### Task instructions
Copy out the data below with every "bounding box" changed to "enclosing rectangle", leaving everything else unchanged.

— begin Provided data —

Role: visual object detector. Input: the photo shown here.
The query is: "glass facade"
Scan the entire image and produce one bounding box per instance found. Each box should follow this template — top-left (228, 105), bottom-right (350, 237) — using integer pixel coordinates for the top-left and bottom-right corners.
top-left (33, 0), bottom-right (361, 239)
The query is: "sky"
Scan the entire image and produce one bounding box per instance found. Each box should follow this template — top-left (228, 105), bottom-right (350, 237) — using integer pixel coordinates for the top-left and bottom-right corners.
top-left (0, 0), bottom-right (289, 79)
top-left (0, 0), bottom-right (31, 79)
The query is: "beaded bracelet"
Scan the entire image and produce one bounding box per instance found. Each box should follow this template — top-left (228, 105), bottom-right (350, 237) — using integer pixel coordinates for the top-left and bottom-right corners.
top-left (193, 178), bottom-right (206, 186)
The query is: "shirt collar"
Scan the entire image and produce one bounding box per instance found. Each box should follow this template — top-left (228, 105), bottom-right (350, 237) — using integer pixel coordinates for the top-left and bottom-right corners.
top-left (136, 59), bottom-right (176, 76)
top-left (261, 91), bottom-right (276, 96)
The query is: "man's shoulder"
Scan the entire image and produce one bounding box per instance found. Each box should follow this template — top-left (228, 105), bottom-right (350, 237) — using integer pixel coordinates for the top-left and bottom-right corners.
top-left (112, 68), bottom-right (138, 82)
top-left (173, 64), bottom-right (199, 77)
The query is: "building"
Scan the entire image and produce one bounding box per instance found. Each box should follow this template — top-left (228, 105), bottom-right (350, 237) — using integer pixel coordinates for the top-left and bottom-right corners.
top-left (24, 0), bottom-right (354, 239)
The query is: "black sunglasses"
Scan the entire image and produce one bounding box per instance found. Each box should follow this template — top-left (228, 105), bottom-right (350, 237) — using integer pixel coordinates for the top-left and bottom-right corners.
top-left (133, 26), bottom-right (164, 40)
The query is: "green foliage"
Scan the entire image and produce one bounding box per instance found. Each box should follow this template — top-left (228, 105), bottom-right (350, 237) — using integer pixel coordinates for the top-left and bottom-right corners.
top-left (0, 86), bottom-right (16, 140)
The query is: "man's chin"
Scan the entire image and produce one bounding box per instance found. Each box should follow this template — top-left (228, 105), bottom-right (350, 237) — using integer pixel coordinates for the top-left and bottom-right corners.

— end Provided data —

### Solution
Role: visual object detector. Input: the photo shown here.
The query is: "glass facade"
Scan the entire image and produce one enclosing rectangle per instance found. Each box should follow this template — top-left (228, 105), bottom-right (350, 237) — using integer pixel coordinates for the top-left and bottom-right corners.
top-left (33, 0), bottom-right (361, 239)
The query is: "sky"
Scan the entire image and produce one enclosing rectangle per instance found. Each box should follow this template — top-left (228, 105), bottom-right (350, 237) — using integer pixel coordinates for the top-left and bottom-right corners.
top-left (0, 0), bottom-right (289, 79)
top-left (0, 0), bottom-right (31, 79)
The query is: "beaded bracelet"
Scan the entire image and produce one enclosing rectangle per instance found. Each box should follow this template — top-left (228, 105), bottom-right (350, 237) — using integer pixel coordinates for the top-left and bottom-right corners.
top-left (193, 178), bottom-right (206, 186)
The query is: "shirt collar"
Scan the entire image and produce one enclosing rectangle per instance found. Each box should follow this template — top-left (228, 105), bottom-right (350, 237) — using integer pixel coordinates for the top-left and bottom-right corners.
top-left (136, 59), bottom-right (176, 76)
top-left (261, 91), bottom-right (276, 96)
The query is: "man's shoulder"
Scan the entire image and produce one enclosing rectangle per instance found. Each box should follow this template — top-left (228, 105), bottom-right (350, 237) — using integer pixel coordinates for the top-left and bottom-right corners.
top-left (112, 68), bottom-right (138, 82)
top-left (173, 64), bottom-right (199, 77)
The query is: "building"
Scan the entire image and produce one enclosing rectangle per instance found. Each box should follow this template — top-left (228, 105), bottom-right (350, 237) — using integer pixel coordinates for the top-left and bottom-right corners.
top-left (24, 0), bottom-right (354, 239)
The query is: "black sunglasses"
Scan the entire image and produce one enclosing rectangle per instance found. Each box should follow this template — top-left (228, 105), bottom-right (350, 237) — using integer pixel coordinates for the top-left and bottom-right corners.
top-left (133, 26), bottom-right (164, 40)
The query is: "green foliage"
Scan the entire image and produce one enclosing rectangle per instance found. Each box should follow this template — top-left (228, 105), bottom-right (350, 237) — using integer pixel coordinates for the top-left and bottom-right corners.
top-left (0, 86), bottom-right (16, 140)
The query is: "man's chin"
Scan the entire image and produce one enclosing rectangle per instance found. Each box should follow this template — top-left (228, 105), bottom-right (350, 237) — using integer pixel coordinates for the top-left and bottom-right corners.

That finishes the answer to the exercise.